Instructions to follow:
Render the rows below as a JSON list of strings, from the first line through the line containing "(692, 1127)", both included, with one string per line and blank lines left out.

Excerpted records:

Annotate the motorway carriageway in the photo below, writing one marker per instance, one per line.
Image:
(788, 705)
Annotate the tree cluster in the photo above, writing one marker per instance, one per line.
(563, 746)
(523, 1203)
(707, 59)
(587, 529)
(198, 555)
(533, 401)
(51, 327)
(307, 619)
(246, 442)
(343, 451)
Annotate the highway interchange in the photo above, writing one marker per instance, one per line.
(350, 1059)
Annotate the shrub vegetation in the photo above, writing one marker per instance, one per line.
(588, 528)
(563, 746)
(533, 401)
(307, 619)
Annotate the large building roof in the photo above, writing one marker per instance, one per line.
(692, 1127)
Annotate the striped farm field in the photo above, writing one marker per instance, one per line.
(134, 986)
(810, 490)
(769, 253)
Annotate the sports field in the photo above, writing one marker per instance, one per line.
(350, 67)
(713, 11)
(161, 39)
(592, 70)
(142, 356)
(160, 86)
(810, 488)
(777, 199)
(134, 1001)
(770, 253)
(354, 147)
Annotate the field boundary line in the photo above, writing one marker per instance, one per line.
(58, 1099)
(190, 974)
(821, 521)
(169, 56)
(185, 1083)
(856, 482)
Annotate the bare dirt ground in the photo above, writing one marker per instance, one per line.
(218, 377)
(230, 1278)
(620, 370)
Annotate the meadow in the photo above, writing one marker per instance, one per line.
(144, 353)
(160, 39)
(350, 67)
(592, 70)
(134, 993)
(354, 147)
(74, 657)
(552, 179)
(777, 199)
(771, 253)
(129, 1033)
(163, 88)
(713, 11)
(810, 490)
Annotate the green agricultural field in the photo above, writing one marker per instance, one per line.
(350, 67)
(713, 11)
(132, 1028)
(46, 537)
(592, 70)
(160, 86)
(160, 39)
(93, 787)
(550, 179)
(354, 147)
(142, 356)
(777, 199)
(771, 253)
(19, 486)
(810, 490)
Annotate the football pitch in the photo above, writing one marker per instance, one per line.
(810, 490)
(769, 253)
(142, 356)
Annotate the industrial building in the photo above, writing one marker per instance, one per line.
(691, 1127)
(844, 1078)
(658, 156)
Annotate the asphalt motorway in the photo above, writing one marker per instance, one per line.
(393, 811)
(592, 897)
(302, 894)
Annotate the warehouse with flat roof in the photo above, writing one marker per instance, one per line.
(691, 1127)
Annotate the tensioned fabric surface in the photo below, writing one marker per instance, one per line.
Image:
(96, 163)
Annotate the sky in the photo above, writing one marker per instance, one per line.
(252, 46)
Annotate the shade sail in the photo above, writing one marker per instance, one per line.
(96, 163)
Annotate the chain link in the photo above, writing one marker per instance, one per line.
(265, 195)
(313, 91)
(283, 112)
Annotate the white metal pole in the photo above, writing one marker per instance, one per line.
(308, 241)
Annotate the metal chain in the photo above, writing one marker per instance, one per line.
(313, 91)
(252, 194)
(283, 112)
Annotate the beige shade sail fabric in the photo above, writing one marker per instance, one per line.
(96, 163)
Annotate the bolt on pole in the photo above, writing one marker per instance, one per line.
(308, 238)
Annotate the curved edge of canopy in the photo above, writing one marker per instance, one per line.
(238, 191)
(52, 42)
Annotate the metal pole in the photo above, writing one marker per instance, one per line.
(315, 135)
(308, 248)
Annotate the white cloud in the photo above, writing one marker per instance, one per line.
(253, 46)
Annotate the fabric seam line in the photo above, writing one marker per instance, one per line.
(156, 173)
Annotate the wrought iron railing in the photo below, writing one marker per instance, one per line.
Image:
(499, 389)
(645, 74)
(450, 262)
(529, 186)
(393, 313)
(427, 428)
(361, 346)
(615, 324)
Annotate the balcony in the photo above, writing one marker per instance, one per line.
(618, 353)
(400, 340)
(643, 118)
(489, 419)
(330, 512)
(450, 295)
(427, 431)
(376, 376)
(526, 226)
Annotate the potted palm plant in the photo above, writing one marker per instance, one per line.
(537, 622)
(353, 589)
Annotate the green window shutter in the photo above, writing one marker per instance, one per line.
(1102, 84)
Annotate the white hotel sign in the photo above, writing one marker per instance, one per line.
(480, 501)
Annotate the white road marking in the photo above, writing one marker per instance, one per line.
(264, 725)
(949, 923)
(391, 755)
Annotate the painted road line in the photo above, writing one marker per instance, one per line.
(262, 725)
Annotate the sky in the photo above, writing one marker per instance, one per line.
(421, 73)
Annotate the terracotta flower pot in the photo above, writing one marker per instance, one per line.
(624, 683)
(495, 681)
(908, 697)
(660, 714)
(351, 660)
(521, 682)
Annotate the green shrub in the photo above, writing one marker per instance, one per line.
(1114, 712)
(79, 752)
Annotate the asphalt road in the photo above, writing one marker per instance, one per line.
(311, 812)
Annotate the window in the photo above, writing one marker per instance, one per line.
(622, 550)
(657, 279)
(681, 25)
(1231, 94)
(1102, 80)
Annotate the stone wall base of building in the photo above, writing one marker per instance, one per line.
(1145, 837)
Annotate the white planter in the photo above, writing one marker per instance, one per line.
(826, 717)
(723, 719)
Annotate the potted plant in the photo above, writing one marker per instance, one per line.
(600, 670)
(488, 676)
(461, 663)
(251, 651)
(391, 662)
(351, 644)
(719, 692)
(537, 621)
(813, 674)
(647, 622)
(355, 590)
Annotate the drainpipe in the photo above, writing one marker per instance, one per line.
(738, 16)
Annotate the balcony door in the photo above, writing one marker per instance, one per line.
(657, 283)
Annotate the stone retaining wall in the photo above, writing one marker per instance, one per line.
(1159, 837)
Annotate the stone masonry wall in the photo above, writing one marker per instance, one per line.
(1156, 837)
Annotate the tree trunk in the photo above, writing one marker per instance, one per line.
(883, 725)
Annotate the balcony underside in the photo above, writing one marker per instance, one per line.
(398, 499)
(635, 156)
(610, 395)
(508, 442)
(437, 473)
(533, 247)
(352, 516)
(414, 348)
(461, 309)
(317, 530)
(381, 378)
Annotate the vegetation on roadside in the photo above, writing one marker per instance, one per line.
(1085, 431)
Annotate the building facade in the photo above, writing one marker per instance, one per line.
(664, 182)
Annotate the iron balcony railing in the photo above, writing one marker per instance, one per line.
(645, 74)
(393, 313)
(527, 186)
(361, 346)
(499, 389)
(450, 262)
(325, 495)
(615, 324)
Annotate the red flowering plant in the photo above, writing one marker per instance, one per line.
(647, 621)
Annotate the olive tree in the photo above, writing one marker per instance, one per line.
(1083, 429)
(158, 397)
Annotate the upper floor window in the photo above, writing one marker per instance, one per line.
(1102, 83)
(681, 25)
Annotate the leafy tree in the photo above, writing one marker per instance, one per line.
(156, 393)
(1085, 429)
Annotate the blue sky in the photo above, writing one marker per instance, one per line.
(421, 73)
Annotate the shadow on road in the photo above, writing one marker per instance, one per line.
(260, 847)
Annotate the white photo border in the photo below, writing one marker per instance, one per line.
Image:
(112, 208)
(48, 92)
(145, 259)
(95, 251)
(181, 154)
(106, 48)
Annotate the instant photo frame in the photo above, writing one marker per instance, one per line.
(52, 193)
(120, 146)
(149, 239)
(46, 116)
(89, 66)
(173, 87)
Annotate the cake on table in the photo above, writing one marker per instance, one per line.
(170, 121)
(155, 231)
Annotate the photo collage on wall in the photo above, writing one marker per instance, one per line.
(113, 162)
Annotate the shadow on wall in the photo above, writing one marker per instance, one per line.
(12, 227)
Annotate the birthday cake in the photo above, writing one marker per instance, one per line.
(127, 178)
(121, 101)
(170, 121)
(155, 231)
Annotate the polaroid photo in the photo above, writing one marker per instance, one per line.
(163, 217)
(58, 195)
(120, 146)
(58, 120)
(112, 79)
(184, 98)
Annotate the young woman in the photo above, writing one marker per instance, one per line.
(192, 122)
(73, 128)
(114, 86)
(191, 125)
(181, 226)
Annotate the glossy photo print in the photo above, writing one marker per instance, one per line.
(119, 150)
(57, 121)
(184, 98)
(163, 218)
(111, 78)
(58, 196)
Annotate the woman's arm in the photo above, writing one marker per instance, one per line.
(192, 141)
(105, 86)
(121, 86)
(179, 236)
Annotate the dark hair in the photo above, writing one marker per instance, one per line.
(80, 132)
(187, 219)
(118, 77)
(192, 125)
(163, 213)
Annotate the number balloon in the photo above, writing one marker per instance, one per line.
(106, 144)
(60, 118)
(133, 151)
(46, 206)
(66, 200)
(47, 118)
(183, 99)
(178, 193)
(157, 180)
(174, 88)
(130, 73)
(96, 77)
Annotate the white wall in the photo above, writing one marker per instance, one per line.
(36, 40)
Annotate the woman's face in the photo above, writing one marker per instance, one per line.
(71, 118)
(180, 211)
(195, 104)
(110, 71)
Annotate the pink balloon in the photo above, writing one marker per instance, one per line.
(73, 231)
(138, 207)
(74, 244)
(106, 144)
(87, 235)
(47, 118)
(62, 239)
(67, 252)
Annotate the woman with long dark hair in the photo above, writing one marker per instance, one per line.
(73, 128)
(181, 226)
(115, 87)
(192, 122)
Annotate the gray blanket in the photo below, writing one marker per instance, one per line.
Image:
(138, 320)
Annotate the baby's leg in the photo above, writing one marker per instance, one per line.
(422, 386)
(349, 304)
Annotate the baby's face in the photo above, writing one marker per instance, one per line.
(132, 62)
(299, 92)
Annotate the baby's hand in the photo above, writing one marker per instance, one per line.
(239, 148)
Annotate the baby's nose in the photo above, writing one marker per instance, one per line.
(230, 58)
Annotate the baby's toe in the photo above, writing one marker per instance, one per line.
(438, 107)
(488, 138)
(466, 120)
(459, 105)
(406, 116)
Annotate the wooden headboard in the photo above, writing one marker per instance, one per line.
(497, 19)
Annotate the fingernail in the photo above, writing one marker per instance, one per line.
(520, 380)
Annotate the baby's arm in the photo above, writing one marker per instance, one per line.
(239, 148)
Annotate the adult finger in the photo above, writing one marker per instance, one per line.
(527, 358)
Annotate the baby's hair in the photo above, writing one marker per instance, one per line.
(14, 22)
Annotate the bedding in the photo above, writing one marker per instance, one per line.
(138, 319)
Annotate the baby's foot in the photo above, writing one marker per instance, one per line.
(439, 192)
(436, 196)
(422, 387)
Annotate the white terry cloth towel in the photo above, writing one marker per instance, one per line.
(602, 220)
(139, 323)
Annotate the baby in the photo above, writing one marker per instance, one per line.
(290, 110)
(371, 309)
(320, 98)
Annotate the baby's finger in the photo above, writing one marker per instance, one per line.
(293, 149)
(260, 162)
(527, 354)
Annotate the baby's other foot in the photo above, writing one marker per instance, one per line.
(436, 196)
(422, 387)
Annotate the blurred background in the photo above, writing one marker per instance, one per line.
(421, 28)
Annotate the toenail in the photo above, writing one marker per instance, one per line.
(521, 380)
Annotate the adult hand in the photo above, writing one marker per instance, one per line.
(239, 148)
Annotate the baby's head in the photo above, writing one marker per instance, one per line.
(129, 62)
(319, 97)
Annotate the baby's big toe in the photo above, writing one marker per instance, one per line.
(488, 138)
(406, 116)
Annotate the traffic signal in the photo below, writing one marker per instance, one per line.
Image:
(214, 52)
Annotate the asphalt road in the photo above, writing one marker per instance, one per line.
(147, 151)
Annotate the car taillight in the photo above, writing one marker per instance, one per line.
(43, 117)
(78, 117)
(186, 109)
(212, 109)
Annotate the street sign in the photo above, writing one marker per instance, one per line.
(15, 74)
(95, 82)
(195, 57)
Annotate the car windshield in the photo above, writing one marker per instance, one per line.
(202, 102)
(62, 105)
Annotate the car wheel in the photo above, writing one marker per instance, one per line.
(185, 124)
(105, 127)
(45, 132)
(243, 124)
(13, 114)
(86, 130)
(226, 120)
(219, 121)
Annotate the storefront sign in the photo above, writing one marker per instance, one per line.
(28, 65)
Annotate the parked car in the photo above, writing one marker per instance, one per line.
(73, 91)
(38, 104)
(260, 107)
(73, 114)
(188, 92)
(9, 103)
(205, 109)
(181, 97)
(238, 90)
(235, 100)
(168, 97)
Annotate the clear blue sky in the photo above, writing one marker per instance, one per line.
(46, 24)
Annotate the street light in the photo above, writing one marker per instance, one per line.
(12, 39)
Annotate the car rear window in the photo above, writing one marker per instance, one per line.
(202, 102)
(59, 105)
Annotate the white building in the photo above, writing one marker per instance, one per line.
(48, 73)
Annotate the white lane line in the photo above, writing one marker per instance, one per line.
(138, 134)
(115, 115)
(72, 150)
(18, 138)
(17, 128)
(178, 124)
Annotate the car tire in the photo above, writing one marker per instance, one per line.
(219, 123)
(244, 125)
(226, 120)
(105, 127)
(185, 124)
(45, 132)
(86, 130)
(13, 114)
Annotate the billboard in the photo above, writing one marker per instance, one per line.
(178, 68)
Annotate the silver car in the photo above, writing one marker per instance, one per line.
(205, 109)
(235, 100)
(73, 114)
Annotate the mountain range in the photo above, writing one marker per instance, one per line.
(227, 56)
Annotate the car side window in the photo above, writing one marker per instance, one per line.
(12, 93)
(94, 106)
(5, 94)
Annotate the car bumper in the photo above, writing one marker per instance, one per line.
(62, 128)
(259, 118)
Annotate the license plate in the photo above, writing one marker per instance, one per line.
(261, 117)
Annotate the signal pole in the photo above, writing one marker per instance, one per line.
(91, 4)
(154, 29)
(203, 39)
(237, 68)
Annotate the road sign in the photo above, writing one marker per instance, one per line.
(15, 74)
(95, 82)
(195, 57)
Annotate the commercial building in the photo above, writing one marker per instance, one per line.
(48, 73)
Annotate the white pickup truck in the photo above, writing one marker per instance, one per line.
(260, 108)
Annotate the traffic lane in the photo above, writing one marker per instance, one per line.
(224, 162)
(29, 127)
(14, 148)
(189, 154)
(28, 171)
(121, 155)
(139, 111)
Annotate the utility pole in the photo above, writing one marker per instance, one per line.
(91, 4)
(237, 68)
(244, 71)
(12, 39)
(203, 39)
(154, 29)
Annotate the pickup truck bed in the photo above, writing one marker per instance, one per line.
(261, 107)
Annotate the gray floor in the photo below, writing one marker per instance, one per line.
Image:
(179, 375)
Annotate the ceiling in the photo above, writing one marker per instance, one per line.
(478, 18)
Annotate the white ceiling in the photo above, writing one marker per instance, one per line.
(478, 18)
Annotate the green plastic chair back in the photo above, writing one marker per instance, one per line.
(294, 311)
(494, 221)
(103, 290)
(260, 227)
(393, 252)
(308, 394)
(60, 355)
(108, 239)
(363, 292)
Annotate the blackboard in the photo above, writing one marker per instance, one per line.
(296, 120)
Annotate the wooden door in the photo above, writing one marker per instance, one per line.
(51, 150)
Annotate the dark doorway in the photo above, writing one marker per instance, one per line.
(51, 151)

The solution:
[
  "Annotate the motorway carriageway in the photo below, writing one marker per instance, one per line.",
  "Image:",
  "(788, 705)",
  "Annotate the tree cluster in the photo above, writing one marker per instance, one per line.",
  "(563, 746)",
  "(523, 1203)",
  "(707, 59)",
  "(587, 529)",
  "(198, 555)",
  "(533, 401)",
  "(51, 327)",
  "(307, 619)",
  "(246, 442)",
  "(343, 451)",
  "Annotate the highway interchange in the photo above, writing one marker per instance, one per line.",
  "(350, 1059)",
  "Annotate the shrub vegetation in the photo above, writing one marker per instance, one per line.",
  "(588, 528)",
  "(563, 746)",
  "(533, 401)",
  "(307, 619)",
  "Annotate the large building roof in the photo above, writing one marker per instance, one per line.",
  "(692, 1127)"
]